EXCERPTED PASSAGE >>

########

Dave · January 10, 2013 at 4:40 pm · Filed Under Mariners 

It has been pretty obvious that the Mariners were talking to the Diamondbacks about Justin Upton, as their hunt for a right fielder drags on. The Diamondbacks and Upton are headed towards a break-up; the only question is when, and where Upton lands as a result. If we assume that this report is true, then that means that the Mariners and Diamondbacks agreed on the pieces in a deal, because Upton wouldn’t have been asked to accept a trade that wasn’t agreed to. The D’Backs price for Upton is known to have been extremely high, which is why he isn’t a Texas Ranger right now, despite their pursuit of him all winter. The fact that the Mariners were able to make an offer that Arizona would accept is a pretty big first step.

########

REQUIREMENT >> Pick up the blog post about the Mariners' trade talks for Justin Upton where it ends, and write the next few sentences.

ENTRIES PROVIDED >>
########

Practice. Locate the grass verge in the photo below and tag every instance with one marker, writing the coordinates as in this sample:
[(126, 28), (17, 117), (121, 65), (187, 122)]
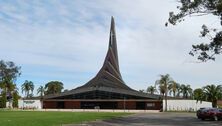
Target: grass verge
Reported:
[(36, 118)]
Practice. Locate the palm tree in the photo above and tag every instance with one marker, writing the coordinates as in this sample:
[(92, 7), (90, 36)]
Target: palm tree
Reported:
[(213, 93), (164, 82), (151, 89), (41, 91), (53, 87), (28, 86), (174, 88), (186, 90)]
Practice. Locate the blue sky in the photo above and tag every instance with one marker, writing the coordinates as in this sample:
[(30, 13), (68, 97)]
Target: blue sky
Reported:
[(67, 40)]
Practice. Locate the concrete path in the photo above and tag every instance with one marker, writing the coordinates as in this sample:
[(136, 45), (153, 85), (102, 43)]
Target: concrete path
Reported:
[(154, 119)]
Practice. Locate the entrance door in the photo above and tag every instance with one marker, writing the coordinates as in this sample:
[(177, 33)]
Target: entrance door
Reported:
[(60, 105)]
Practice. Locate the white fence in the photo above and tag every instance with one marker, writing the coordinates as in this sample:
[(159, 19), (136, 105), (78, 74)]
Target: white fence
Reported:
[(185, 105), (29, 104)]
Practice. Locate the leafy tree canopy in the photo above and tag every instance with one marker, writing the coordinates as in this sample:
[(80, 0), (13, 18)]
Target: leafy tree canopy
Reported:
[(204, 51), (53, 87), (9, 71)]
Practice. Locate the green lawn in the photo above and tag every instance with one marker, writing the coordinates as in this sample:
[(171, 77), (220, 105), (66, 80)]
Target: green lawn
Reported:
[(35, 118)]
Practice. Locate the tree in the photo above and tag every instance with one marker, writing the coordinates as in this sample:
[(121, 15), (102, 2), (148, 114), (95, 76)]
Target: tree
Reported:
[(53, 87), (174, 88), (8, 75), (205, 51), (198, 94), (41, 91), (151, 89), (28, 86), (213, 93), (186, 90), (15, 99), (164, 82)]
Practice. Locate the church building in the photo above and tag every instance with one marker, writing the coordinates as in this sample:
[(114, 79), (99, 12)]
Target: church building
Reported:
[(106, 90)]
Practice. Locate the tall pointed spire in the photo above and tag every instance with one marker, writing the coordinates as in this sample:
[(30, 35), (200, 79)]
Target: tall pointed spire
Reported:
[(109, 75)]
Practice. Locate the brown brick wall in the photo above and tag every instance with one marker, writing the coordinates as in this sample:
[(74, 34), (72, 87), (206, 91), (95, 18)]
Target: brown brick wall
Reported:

########

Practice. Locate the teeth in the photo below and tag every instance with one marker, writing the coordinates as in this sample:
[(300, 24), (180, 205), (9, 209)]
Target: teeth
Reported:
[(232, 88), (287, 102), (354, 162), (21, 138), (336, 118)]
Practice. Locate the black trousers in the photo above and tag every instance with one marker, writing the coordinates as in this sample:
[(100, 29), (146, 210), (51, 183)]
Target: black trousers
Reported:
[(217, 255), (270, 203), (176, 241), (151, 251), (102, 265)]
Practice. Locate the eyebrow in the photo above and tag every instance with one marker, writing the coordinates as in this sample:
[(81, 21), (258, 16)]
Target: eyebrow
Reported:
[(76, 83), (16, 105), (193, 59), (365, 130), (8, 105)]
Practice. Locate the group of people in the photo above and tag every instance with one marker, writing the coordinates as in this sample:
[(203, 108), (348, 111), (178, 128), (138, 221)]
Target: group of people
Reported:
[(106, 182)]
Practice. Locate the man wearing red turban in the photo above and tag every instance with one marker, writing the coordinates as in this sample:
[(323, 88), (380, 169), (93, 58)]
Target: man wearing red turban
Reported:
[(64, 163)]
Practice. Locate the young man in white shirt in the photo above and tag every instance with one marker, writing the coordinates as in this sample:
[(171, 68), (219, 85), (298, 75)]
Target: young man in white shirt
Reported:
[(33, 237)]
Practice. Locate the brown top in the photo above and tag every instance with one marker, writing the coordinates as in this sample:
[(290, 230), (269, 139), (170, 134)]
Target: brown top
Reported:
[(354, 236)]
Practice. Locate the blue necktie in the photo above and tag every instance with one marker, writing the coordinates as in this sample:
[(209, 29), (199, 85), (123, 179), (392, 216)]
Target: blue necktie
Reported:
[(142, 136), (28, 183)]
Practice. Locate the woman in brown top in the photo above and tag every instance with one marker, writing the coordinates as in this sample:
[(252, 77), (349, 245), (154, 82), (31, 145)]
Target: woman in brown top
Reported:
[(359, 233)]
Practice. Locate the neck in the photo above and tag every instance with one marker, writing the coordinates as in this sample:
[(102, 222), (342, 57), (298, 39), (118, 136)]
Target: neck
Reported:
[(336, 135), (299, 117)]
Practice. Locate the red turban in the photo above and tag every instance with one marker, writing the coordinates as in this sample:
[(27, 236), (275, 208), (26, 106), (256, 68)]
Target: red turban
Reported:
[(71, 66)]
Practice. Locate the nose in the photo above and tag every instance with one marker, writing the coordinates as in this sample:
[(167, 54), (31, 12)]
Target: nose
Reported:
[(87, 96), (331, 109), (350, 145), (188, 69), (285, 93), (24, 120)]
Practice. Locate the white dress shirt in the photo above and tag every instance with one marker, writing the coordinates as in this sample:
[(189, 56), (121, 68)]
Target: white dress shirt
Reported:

########

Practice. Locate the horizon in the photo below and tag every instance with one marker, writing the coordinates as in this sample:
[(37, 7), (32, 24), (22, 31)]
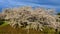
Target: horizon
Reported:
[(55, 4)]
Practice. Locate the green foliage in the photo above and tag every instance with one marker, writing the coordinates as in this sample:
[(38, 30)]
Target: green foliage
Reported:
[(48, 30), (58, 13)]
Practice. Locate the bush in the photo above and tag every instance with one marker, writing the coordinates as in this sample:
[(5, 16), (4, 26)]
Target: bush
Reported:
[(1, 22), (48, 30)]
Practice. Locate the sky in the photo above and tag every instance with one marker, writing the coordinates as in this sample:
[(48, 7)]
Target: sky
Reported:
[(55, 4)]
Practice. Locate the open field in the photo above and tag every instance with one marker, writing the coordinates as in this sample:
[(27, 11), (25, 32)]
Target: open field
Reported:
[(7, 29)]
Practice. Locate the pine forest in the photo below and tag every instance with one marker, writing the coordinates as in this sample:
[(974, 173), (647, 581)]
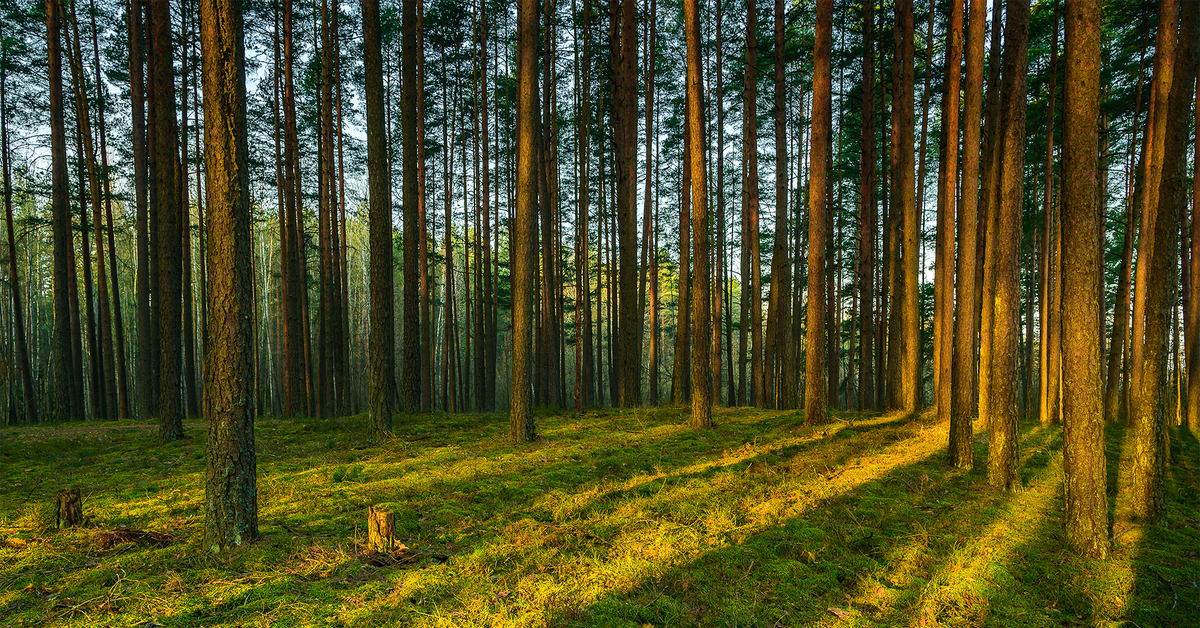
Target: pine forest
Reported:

########

RESPONSE >>
The second step, of course, is getting Upton to agree to the deal. As of right now, that seems to be a problem, and I know a lot of people are going to say that Upton will never change his mind. Pitcher’s park, losing team, blah blah blah. Yes, you can convince yourself that the Mariners can never have nice things and the world is ending and life is terrible and Howard Lincoln is the devil and all the other things you guys like to believe. But I wouldn’t be too sure that Upton won’t end up in Seattle before all is said and done.

No-trade clauses are generally put in place for two specific reasons:

1. A player is committing to an organization for the long term and wants to put down roots, and the no-trade gives him the security of knowing that he’ll be able to play in the same city as long as he wants. Often, this is related to a player choosing a team for geographic locations. Carlos Lee, for instance, used his no-trade to stay with a dreadful Astros team for years because he has a ranch in Texas and didn’t want to leave. These are usually blanket no-trade clauses, and are given to a select few players.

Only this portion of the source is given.